• [What the task asks]: Copy out every line of the material below, character for character, apart from the pictures.

• [Extracted data]:

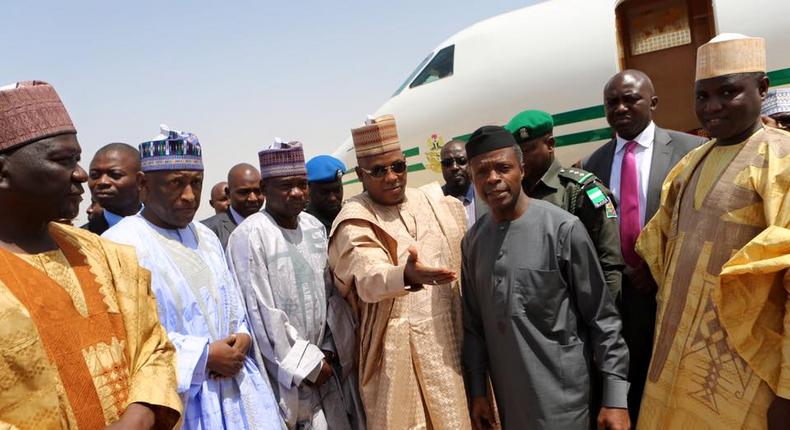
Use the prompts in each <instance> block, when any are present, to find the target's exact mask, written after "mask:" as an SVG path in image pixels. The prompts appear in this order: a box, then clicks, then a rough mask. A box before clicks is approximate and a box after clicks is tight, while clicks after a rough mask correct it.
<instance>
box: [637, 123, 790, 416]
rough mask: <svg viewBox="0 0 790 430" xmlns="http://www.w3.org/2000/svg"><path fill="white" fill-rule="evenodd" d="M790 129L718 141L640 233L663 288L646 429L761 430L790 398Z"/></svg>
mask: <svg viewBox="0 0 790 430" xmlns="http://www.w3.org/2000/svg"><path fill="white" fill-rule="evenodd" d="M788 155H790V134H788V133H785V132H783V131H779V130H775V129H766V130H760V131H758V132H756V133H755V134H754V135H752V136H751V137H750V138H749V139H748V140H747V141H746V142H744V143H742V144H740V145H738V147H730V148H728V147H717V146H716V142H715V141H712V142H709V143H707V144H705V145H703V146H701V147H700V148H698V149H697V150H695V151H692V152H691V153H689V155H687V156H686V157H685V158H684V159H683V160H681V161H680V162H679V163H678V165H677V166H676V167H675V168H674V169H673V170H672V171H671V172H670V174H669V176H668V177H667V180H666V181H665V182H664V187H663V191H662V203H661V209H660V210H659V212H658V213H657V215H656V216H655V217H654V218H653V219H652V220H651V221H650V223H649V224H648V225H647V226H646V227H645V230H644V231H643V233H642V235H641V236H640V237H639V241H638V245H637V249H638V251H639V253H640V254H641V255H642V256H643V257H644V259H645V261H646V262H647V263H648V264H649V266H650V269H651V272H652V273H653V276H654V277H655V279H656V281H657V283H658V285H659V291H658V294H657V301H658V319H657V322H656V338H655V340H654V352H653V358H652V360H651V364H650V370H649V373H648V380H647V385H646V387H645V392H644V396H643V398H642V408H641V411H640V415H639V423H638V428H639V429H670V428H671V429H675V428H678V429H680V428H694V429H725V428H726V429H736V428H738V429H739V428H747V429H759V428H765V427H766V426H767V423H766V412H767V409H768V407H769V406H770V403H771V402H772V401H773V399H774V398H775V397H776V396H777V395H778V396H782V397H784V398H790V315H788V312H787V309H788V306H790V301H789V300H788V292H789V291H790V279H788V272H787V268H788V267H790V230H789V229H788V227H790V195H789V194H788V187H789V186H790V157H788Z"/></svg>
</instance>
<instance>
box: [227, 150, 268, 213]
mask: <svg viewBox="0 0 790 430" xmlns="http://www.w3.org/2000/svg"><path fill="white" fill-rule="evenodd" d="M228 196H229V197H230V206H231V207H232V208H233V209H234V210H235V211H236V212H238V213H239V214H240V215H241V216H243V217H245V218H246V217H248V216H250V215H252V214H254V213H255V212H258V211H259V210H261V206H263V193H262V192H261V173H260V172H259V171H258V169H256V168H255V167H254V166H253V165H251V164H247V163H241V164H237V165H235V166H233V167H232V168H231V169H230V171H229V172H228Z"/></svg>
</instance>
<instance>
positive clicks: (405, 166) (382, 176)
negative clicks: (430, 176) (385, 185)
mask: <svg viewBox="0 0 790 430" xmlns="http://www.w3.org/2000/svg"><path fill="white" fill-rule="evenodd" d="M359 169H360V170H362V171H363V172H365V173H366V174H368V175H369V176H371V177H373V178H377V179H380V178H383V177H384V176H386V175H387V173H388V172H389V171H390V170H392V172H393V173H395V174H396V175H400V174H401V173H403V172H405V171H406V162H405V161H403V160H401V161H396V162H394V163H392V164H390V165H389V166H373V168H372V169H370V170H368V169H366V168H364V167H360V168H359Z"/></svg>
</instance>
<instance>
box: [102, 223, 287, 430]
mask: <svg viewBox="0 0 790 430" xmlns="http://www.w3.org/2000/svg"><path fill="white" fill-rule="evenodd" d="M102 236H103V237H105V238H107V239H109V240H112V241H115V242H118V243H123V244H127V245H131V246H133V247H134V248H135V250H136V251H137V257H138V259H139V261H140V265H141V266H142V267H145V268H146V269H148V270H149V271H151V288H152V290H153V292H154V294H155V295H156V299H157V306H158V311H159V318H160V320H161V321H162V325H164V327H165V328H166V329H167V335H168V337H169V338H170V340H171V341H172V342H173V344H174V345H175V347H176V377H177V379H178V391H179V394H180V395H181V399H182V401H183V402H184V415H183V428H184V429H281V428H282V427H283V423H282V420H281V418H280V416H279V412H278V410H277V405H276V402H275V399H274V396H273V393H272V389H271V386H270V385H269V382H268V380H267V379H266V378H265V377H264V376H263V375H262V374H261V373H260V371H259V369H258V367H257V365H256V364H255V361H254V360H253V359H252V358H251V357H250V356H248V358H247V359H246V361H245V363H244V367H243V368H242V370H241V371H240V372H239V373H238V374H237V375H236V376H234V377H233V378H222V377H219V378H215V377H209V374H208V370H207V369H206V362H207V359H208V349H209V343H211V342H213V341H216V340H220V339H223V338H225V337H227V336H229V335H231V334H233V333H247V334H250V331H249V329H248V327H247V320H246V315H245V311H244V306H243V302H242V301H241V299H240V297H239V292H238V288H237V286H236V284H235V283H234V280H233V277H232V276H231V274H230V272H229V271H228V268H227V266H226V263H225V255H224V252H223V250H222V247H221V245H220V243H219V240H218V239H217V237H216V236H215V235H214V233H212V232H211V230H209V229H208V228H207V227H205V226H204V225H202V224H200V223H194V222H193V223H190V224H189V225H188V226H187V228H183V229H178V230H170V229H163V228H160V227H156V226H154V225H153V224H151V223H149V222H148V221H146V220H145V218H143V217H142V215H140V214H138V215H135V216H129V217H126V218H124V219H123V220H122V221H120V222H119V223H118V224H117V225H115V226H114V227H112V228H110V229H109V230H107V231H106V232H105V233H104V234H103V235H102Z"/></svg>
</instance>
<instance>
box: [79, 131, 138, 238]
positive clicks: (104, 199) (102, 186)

• [Reply]:
Use the prompts in each <instance> block, when any are present, to find the target's exact mask, written after "mask:" as an SVG path in image pixels. The prompts appear in this order: a box, then clicks, then a rough mask. A box before clicks is approximate and a box after clicks is tight, while clicks after a rough mask correct it.
<instance>
box: [637, 123, 790, 416]
rough mask: <svg viewBox="0 0 790 430" xmlns="http://www.w3.org/2000/svg"><path fill="white" fill-rule="evenodd" d="M790 129L718 141L640 233L663 288L646 429L761 430L790 398Z"/></svg>
mask: <svg viewBox="0 0 790 430" xmlns="http://www.w3.org/2000/svg"><path fill="white" fill-rule="evenodd" d="M788 155H790V134H788V133H785V132H783V131H779V130H775V129H766V130H760V131H758V132H756V133H755V134H754V135H752V136H751V137H750V138H749V139H748V140H747V141H746V142H744V143H742V144H740V145H738V147H730V148H728V147H717V146H716V142H715V141H712V142H709V143H707V144H705V145H703V146H701V147H700V148H698V149H697V150H695V151H692V152H691V153H689V155H687V156H686V157H685V158H684V159H683V160H681V161H680V162H679V163H678V165H677V166H676V167H675V168H674V169H673V170H672V171H671V172H670V174H669V176H668V177H667V180H666V181H665V182H664V187H663V191H662V203H661V209H660V210H659V212H658V213H657V215H656V216H655V217H654V218H653V219H652V220H651V221H650V223H649V224H648V225H647V226H646V227H645V230H644V231H643V233H642V235H641V236H640V237H639V241H638V245H637V249H638V251H639V253H640V254H641V255H642V256H643V257H644V259H645V261H646V262H647V263H648V264H649V266H650V269H651V272H652V273H653V276H654V277H655V279H656V281H657V283H658V285H659V291H658V294H657V301H658V319H657V322H656V338H655V340H654V352H653V358H652V360H651V364H650V370H649V373H648V380H647V385H646V387H645V392H644V396H643V398H642V408H641V411H640V415H639V423H638V428H639V429H670V428H671V429H675V428H678V429H680V428H694V429H725V428H726V429H736V428H738V429H739V428H747V429H759V428H765V427H766V426H767V423H766V412H767V409H768V407H769V406H770V403H771V402H772V401H773V399H774V398H775V397H776V396H777V395H778V396H782V397H784V398H790V315H788V312H787V309H788V306H790V301H789V300H788V292H789V291H790V279H788V272H787V268H788V267H790V230H789V229H788V227H790V195H789V194H788V187H789V186H790V157H788Z"/></svg>
</instance>
<instance>
box: [227, 150, 268, 213]
mask: <svg viewBox="0 0 790 430" xmlns="http://www.w3.org/2000/svg"><path fill="white" fill-rule="evenodd" d="M228 196H229V197H230V206H231V207H232V208H233V209H234V210H235V211H236V212H238V213H239V214H240V215H241V216H243V217H245V218H246V217H248V216H250V215H252V214H254V213H255V212H258V211H259V210H261V206H263V193H262V192H261V173H260V172H259V171H258V169H256V168H255V167H254V166H253V165H251V164H247V163H241V164H237V165H235V166H233V167H232V168H231V169H230V171H229V172H228Z"/></svg>
</instance>
<instance>
positive clicks: (405, 166) (382, 176)
negative clicks: (430, 176) (385, 185)
mask: <svg viewBox="0 0 790 430" xmlns="http://www.w3.org/2000/svg"><path fill="white" fill-rule="evenodd" d="M359 169H360V170H362V171H363V172H365V173H366V174H368V175H369V176H371V177H373V178H377V179H380V178H383V177H384V176H386V175H387V173H388V172H389V171H390V170H392V172H393V173H395V174H396V175H400V174H401V173H403V172H405V171H406V162H405V161H403V160H401V161H396V162H394V163H392V164H390V165H389V166H373V168H372V169H370V170H368V169H366V168H364V167H360V168H359Z"/></svg>
</instance>
<instance>
box: [102, 223, 287, 430]
mask: <svg viewBox="0 0 790 430" xmlns="http://www.w3.org/2000/svg"><path fill="white" fill-rule="evenodd" d="M102 236H103V237H105V238H107V239H109V240H112V241H115V242H118V243H123V244H127V245H131V246H133V247H134V248H135V250H136V251H137V257H138V259H139V261H140V265H141V266H142V267H145V268H146V269H148V270H149V271H151V288H152V290H153V292H154V294H155V295H156V299H157V306H158V311H159V318H160V320H161V321H162V325H164V327H165V328H166V329H167V335H168V337H169V338H170V340H171V341H172V342H173V344H174V345H175V347H176V377H177V379H178V391H179V394H180V395H181V399H182V401H183V402H184V415H183V428H184V429H281V428H282V427H283V423H282V420H281V418H280V416H279V412H278V410H277V405H276V402H275V399H274V396H273V393H272V389H271V386H270V385H269V382H268V380H267V379H266V378H265V377H264V376H263V375H262V374H261V373H260V371H259V369H258V367H257V365H256V364H255V361H254V360H253V359H252V358H251V357H250V356H248V358H247V359H246V361H245V363H244V367H243V368H242V370H241V371H240V372H239V373H238V374H237V375H236V376H234V377H233V378H222V377H219V378H215V377H209V374H208V370H207V369H206V362H207V359H208V349H209V343H211V342H213V341H216V340H220V339H223V338H225V337H227V336H229V335H231V334H233V333H247V334H250V331H249V329H248V327H247V320H246V315H245V311H244V306H243V302H242V301H241V299H240V297H239V292H238V288H237V286H236V284H235V283H234V280H233V277H232V276H231V274H230V272H229V271H228V268H227V266H226V263H225V255H224V252H223V250H222V247H221V245H220V243H219V240H218V239H217V237H216V236H215V235H214V233H212V232H211V230H209V229H208V228H207V227H205V226H204V225H202V224H200V223H194V222H193V223H190V224H189V225H188V226H187V228H183V229H178V230H170V229H163V228H160V227H156V226H154V225H153V224H151V223H149V222H148V221H146V220H145V218H143V217H142V215H140V214H138V215H135V216H129V217H126V218H124V219H123V220H122V221H120V222H119V223H118V224H117V225H115V226H114V227H112V228H110V229H109V230H107V231H106V232H105V233H104V234H103V235H102Z"/></svg>
</instance>
<instance>
box: [79, 131, 138, 238]
positive clicks: (104, 199) (102, 186)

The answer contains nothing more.